Aufgabe a
Kannst du aus den Datensätzen die Zeilen von der Zeile mit „Category: cat's head“ bis einschließlich der Zeile mit „(1176, 806)“ genau abschreiben?

Bereitgestellter Auszug
Schäden durch Brand sind nur versichert, wenn es sich um ein Feuer handelt, welches zu einer offen erkennbaren Flamme geführt hat. Des Weiteren sind Brandschäden an z. B. Kaminen nicht versichert, wenn das Feuer den Kamin nicht verlassen hat.

  • 7160 Überspannungsschäden durch Blitz
  • 7161 Brandschäden durch Nutzwärme
  • 7165 Fahrzeuganprall

2. Leitungswasserversicherung

In der Leitungswasserversicherung wird unterschieden:

2.1 Leitungswasserschäden

  • 7166 Regenwasserrohre innerhalb des Gebäudes – Klausel

2.2 Frost- und sonstige Bruchschäden

  • 7260 Erweiterte Versicherung von Wasserzuleitungs- und Heizungsrohren auf dem Versicherungsgrundstück, die nicht der Versorgung versicherter Gebäude oder Anlagen dienen
  • 7261 Erweiterte Versicherung von Wasserzuleitungs- und Heizungsrohren außerhalb des Versicherungsgrundstücks
  • 7262 Erweiterte Versicherung von Ableitungsrohren auf dem Versicherungsgrundstück*
  • 7263 Erweiterte Versicherung von Ableitungsrohren außerhalb des Versicherungsgrundstücks*

3. Sturmversicherung

In der Sturmversicherung sind Sturmschäden durch Windbewegungen ab Windstärke 8 sowie Hagelschäden versichert. In der Meteorologie werden Windbewegungen erst ab Windstärke 9 als Sturm bezeichnet. Der Nachweis erfolgt durch umliegende Wetterstationen oder indirekt durch ähnliche Schäden an Gebäuden in der Nachbarschaft. Hagelschäden werden ähnlich abgeleitet. Wenn ein Baum durch einen Sturm umfällt und z. B. auf ein Auto fällt, dann bezahlt die Versicherung, wenn das Auto versichert ist.

Aufgabe b
Wiederholst du den Auszug über Brand-, Leitungswasser- und Sturmschäden vollständig und wortgetreu?

Datensätze:
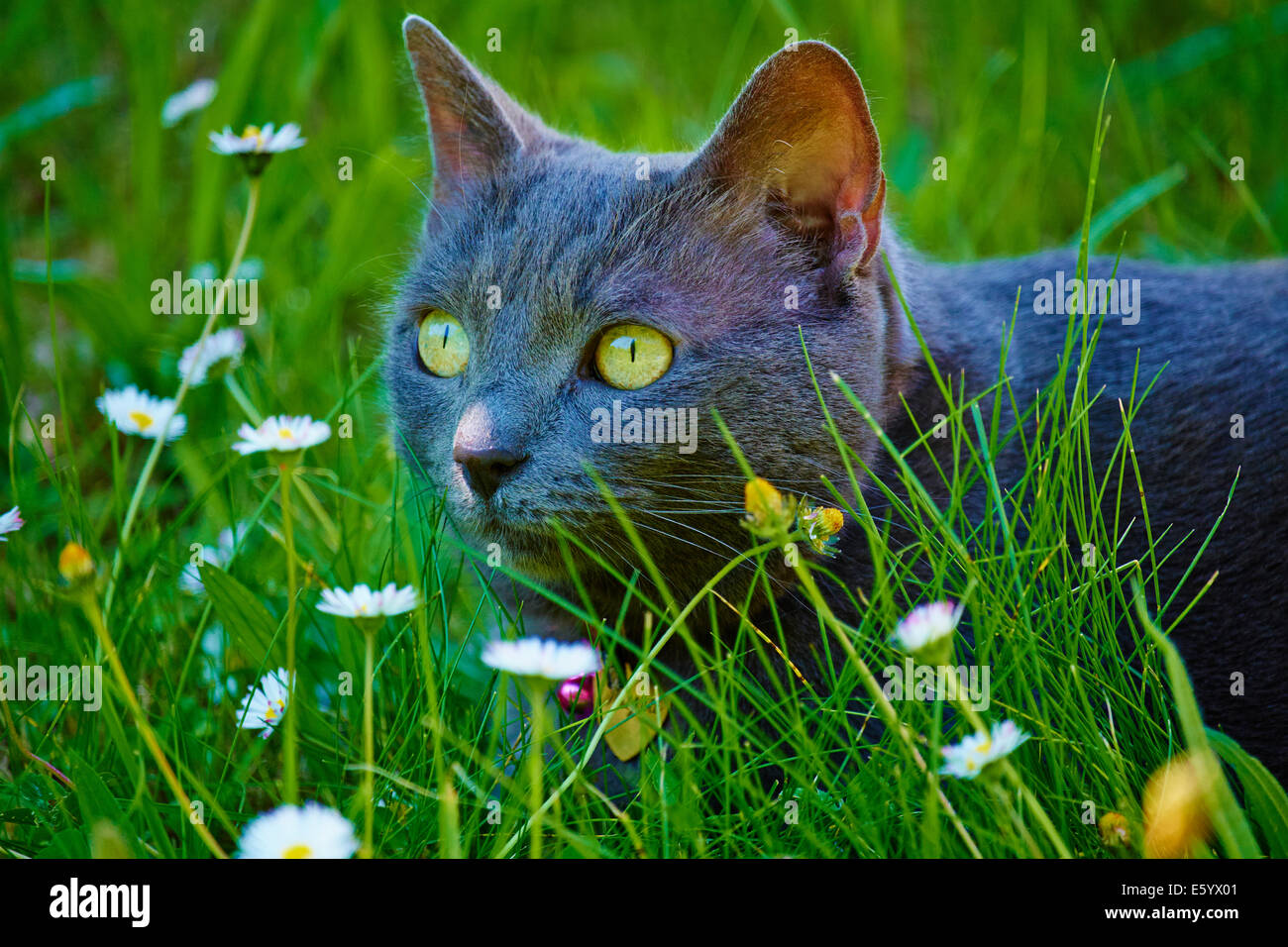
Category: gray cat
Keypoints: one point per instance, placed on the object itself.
(562, 291)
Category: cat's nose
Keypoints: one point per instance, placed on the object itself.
(485, 467)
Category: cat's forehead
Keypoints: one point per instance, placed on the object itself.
(595, 234)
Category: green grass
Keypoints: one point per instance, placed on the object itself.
(1009, 99)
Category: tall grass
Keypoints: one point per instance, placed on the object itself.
(1009, 99)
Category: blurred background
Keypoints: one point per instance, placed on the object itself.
(1005, 91)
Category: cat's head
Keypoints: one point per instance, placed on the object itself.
(561, 287)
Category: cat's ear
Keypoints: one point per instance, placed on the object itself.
(800, 138)
(473, 125)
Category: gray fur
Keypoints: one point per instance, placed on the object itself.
(704, 250)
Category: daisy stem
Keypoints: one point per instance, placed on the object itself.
(536, 770)
(290, 742)
(243, 401)
(95, 618)
(369, 748)
(888, 712)
(333, 535)
(159, 442)
(1014, 776)
(606, 712)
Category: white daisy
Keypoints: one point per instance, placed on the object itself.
(308, 831)
(191, 99)
(542, 657)
(258, 141)
(969, 758)
(9, 522)
(362, 602)
(138, 412)
(282, 433)
(224, 346)
(265, 706)
(925, 625)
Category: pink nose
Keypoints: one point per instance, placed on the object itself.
(485, 467)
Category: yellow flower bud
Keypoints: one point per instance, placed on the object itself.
(75, 564)
(820, 525)
(1176, 806)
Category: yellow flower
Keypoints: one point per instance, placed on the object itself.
(820, 526)
(1113, 830)
(1176, 808)
(769, 513)
(75, 564)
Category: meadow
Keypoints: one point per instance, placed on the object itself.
(1126, 147)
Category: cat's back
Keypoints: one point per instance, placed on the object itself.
(1198, 357)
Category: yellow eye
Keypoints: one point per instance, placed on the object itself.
(443, 346)
(632, 356)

Vollständige Antwort a
Category: cat's head
Keypoints: one point per instance, placed on the object itself.
(561, 287)
Category: cat's ear
Keypoints: one point per instance, placed on the object itself.
(800, 138)
(473, 125)
Category: gray fur
Keypoints: one point per instance, placed on the object itself.
(704, 250)
Category: daisy stem
Keypoints: one point per instance, placed on the object itself.
(536, 770)
(290, 742)
(243, 401)
(95, 618)
(369, 748)
(888, 712)
(333, 535)
(159, 442)
(1014, 776)
(606, 712)
Category: white daisy
Keypoints: one point per instance, placed on the object itself.
(308, 831)
(191, 99)
(542, 657)
(258, 141)
(969, 758)
(9, 522)
(362, 602)
(138, 412)
(282, 433)
(224, 346)
(265, 706)
(925, 625)
Category: pink nose
Keypoints: one point per instance, placed on the object itself.
(485, 467)
Category: yellow flower bud
Keypoints: one point per instance, placed on the object itself.
(75, 564)
(820, 525)
(1176, 806)

Vollständige Antwort b
Schäden durch Brand sind nur versichert, wenn es sich um ein Feuer handelt, welches zu einer offen erkennbaren Flamme geführt hat. Des Weiteren sind Brandschäden an z. B. Kaminen nicht versichert, wenn das Feuer den Kamin nicht verlassen hat.

  • 7160 Überspannungsschäden durch Blitz
  • 7161 Brandschäden durch Nutzwärme
  • 7165 Fahrzeuganprall

2. Leitungswasserversicherung

In der Leitungswasserversicherung wird unterschieden:

2.1 Leitungswasserschäden

  • 7166 Regenwasserrohre innerhalb des Gebäudes – Klausel

2.2 Frost- und sonstige Bruchschäden

  • 7260 Erweiterte Versicherung von Wasserzuleitungs- und Heizungsrohren auf dem Versicherungsgrundstück, die nicht der Versorgung versicherter Gebäude oder Anlagen dienen
  • 7261 Erweiterte Versicherung von Wasserzuleitungs- und Heizungsrohren außerhalb des Versicherungsgrundstücks
  • 7262 Erweiterte Versicherung von Ableitungsrohren auf dem Versicherungsgrundstück*
  • 7263 Erweiterte Versicherung von Ableitungsrohren außerhalb des Versicherungsgrundstücks*

3. Sturmversicherung

In der Sturmversicherung sind Sturmschäden durch Windbewegungen ab Windstärke 8 sowie Hagelschäden versichert. In der Meteorologie werden Windbewegungen erst ab Windstärke 9 als Sturm bezeichnet. Der Nachweis erfolgt durch umliegende Wetterstationen oder indirekt durch ähnliche Schäden an Gebäuden in der Nachbarschaft. Hagelschäden werden ähnlich abgeleitet. Wenn ein Baum durch einen Sturm umfällt und z. B. auf ein Auto fällt, dann bezahlt die Versicherung, wenn das Auto versichert ist.